**Directive**
List each line of the material below that contains the string "rough". Case matters.

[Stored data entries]
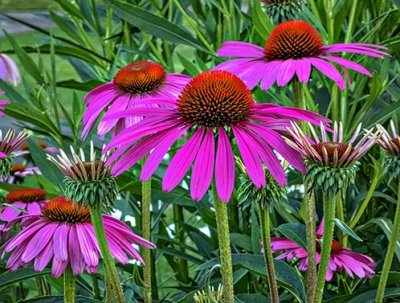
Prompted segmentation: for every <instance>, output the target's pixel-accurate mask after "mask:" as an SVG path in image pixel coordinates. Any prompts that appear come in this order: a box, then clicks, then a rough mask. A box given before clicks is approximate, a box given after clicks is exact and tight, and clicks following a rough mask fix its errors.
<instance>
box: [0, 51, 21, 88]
mask: <svg viewBox="0 0 400 303" xmlns="http://www.w3.org/2000/svg"><path fill="white" fill-rule="evenodd" d="M0 79H1V80H3V81H7V82H10V83H12V84H13V85H17V84H18V83H19V82H21V75H20V73H19V69H18V67H17V65H16V64H15V62H14V60H13V59H11V58H10V57H9V56H7V55H5V54H0Z"/></svg>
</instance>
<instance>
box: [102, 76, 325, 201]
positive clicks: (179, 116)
mask: <svg viewBox="0 0 400 303" xmlns="http://www.w3.org/2000/svg"><path fill="white" fill-rule="evenodd" d="M159 102H160V103H161V105H162V106H160V107H156V108H151V109H149V108H146V109H133V110H127V111H124V112H121V113H118V114H116V115H114V116H113V118H114V117H115V118H118V117H126V116H143V115H145V116H146V117H145V118H144V120H142V121H141V122H140V123H138V124H136V125H133V126H131V127H129V128H127V129H126V130H124V131H122V132H121V133H120V134H119V135H118V136H116V137H115V138H114V139H113V140H112V141H111V142H110V144H109V145H108V146H107V148H106V150H110V149H113V148H117V150H116V152H115V153H114V154H113V155H111V157H110V159H109V160H108V163H109V164H110V163H113V162H114V161H116V160H117V161H116V163H115V165H114V167H113V168H112V170H111V171H112V172H113V173H114V174H116V175H118V174H120V173H122V172H123V171H125V170H127V169H129V168H130V167H131V166H132V165H134V164H135V163H136V162H138V161H139V160H140V159H141V158H143V157H144V156H145V155H147V154H148V153H150V151H152V152H151V153H150V156H149V157H148V159H147V160H146V162H145V164H144V166H143V169H142V173H141V180H147V179H149V178H150V177H151V175H152V174H153V173H154V172H155V171H156V169H157V167H158V166H159V165H160V163H161V161H162V159H163V157H164V156H165V154H166V153H167V152H168V150H169V148H170V147H171V146H172V145H173V144H174V142H175V141H176V140H177V139H178V138H179V137H181V136H184V135H187V136H188V137H189V140H188V141H187V142H186V143H185V144H184V145H183V146H182V147H181V148H180V149H179V150H178V152H177V153H176V155H175V156H174V157H173V159H172V160H171V161H170V164H169V166H168V168H167V170H166V172H165V175H164V178H163V190H166V191H171V190H172V189H174V188H175V187H176V186H177V185H178V184H179V183H180V182H181V180H182V179H183V177H184V176H185V174H186V173H187V171H188V170H189V168H190V166H191V165H192V163H194V165H193V170H192V177H191V183H190V191H191V195H192V198H193V199H195V200H200V199H201V198H202V197H203V196H204V195H205V193H206V192H207V190H208V188H209V186H210V183H211V180H212V179H213V176H215V183H216V190H217V193H218V196H219V197H220V199H221V200H222V201H224V202H228V201H229V199H230V197H231V194H232V190H233V185H234V180H235V160H234V155H233V149H232V145H231V142H232V139H233V138H235V139H236V142H237V145H238V148H239V151H240V154H241V156H242V161H243V163H244V165H245V167H246V170H247V172H248V175H249V178H250V179H251V180H252V181H253V183H254V184H255V186H256V187H257V188H261V187H264V186H265V185H266V180H265V173H264V168H263V163H264V164H265V165H266V166H267V167H268V169H269V171H270V172H271V175H272V176H273V177H274V178H275V179H276V180H277V181H278V183H279V184H281V185H283V184H285V183H286V176H285V172H284V170H283V168H282V167H281V164H280V162H279V160H278V158H277V157H276V155H275V154H274V151H273V150H274V149H275V150H276V151H277V152H279V153H280V154H281V155H282V156H283V157H284V158H285V159H287V160H288V162H289V163H291V164H292V165H293V166H294V167H296V168H297V169H299V170H302V171H304V170H305V167H304V164H303V161H302V159H301V156H300V155H299V154H298V153H297V152H295V150H294V149H292V148H291V147H290V146H288V145H287V144H286V143H285V141H284V139H283V138H282V137H281V133H280V131H282V130H284V129H285V125H286V126H287V125H288V124H289V123H290V121H291V120H293V119H297V120H306V121H309V122H311V123H319V122H320V121H324V122H327V121H328V120H327V119H326V118H324V117H322V116H320V115H318V114H315V113H312V112H308V111H304V110H300V109H297V108H289V107H282V106H278V105H275V104H268V103H265V104H258V103H256V102H254V99H253V96H252V95H251V92H250V91H249V90H248V89H247V87H246V85H245V84H244V82H243V81H242V80H240V79H239V78H238V77H236V76H235V75H233V74H231V73H229V72H226V71H208V72H204V73H201V74H200V75H198V76H196V77H195V78H194V79H192V80H191V82H190V83H189V84H188V85H187V86H186V87H185V89H184V90H183V92H182V93H181V95H180V96H179V98H177V100H173V99H170V100H165V101H163V100H160V101H159ZM189 134H190V135H189Z"/></svg>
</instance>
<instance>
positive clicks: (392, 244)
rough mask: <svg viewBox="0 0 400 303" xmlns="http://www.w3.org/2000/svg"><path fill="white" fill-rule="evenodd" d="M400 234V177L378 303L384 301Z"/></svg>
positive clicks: (381, 281) (379, 282) (385, 257)
mask: <svg viewBox="0 0 400 303" xmlns="http://www.w3.org/2000/svg"><path fill="white" fill-rule="evenodd" d="M399 234H400V178H398V187H397V206H396V213H395V215H394V222H393V227H392V235H391V237H390V240H389V246H388V249H387V252H386V256H385V262H384V263H383V268H382V273H381V278H380V280H379V285H378V290H377V292H376V299H375V302H376V303H381V302H383V298H384V295H385V288H386V283H387V279H388V277H389V271H390V267H391V265H392V261H393V256H394V253H395V249H396V243H397V240H398V238H399Z"/></svg>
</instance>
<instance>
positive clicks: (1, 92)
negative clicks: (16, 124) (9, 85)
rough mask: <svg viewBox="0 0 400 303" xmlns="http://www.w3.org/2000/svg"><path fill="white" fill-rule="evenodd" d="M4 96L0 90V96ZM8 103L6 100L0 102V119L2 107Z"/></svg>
mask: <svg viewBox="0 0 400 303" xmlns="http://www.w3.org/2000/svg"><path fill="white" fill-rule="evenodd" d="M2 94H4V92H3V91H2V90H0V95H2ZM9 103H10V102H8V101H7V100H0V117H2V116H4V113H3V111H4V105H7V104H9Z"/></svg>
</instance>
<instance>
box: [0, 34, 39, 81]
mask: <svg viewBox="0 0 400 303" xmlns="http://www.w3.org/2000/svg"><path fill="white" fill-rule="evenodd" d="M4 33H5V35H6V37H7V39H8V41H9V42H10V43H11V45H12V47H13V48H14V51H15V53H16V55H17V56H18V59H19V61H21V65H20V66H21V67H23V68H24V69H25V70H26V71H27V72H28V73H29V74H30V75H31V76H32V77H33V78H34V79H35V80H36V81H37V82H38V83H39V84H41V85H44V84H45V80H44V78H43V76H42V73H41V72H40V70H39V68H38V67H37V66H36V64H35V62H33V60H32V58H31V57H29V56H28V54H27V53H26V52H25V51H24V50H23V49H22V48H21V47H20V46H19V45H18V43H17V42H16V41H15V40H14V38H13V37H11V36H10V35H9V34H8V33H7V32H4Z"/></svg>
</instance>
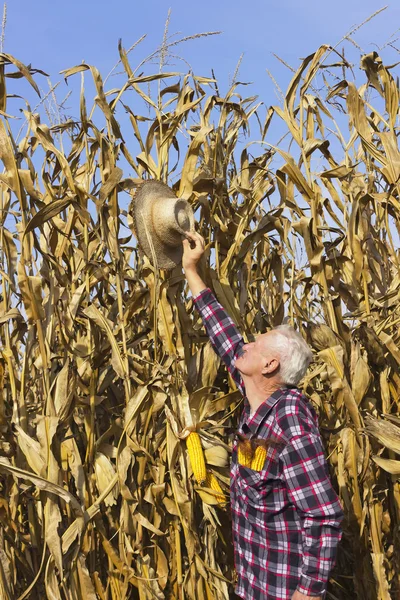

**Exercise answer**
Prompted segmentation: for every <instance>, output the target's pixel-accurate mask after "mask:" as an SVG path in image pixel coordinates. Any prompts that appear come in this order: a box, then clicks, then a rough mask. A box given before clicks is approximate, a box given after clicks is exact and tight, and clicks following a rough mask fix its errors.
rough mask: <svg viewBox="0 0 400 303" xmlns="http://www.w3.org/2000/svg"><path fill="white" fill-rule="evenodd" d="M400 234V177L378 303L384 301Z"/></svg>
rough mask: <svg viewBox="0 0 400 303" xmlns="http://www.w3.org/2000/svg"><path fill="white" fill-rule="evenodd" d="M4 96L0 90V96ZM8 103L6 100L0 102V119L2 107Z"/></svg>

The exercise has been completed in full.